▸ PROBLEM TO SOLVE
From the text on Malta's energy policy below, write out everything from "At the same" down to "and environment ministers." word for word.

▸ EXCERPTED TEXT
***

Resources Minister Ninu Zammit recently said in Parliament that a draft energy policy based on EU requirements is in an "advanced" stage. Is this part of the renewable energy document promised by his predecessor and the Malta Resources Authority (MRA) as long ago as May 2002 and which has never seen the light of day? Yours truly cannot enlighten you on this. In the typical passing-the-buck which so many civil services reforms were supposed to have consigned to the dustbin, my various questions to Mr Zammit's ministry were referred to the MRA and remain unanswered. As far as Enemalta is concerned, I was told they do have a plan, but it is confidential. So, all those economic operators who need to be able to count on a steady and reliable supply of electricity have no right to know how our monopoly energy supplier proposes to meet their needs!
At the same time that we need to ensure adequate energy supplies, we also need to start a radical reconfiguration of our energy systems and how we consume energy. The strategy should be based on certain assumptions about the future, such as the need to achieve much higher levels of energy efficiency to help ensure sustainability of the global biosphere and the need to shift to a low-carbon society. The strategy should be as much demand-focused as supply-focused and should be a joint enterprise of the energy and environment ministers.

***

▸ DATA EXCERPT
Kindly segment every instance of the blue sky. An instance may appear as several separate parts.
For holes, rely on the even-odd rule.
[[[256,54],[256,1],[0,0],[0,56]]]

***

▸ RESPONSE TO THE TASK
At the same time that we need to ensure adequate energy supplies, we also need to start a radical reconfiguration of our energy systems and how we consume energy. The strategy should be based on certain assumptions about the future, such as the need to achieve much higher levels of energy efficiency to help ensure sustainability of the global biosphere and the need to shift to a low-carbon society. The strategy should be as much demand-focused as supply-focused and should be a joint enterprise of the energy and environment ministers.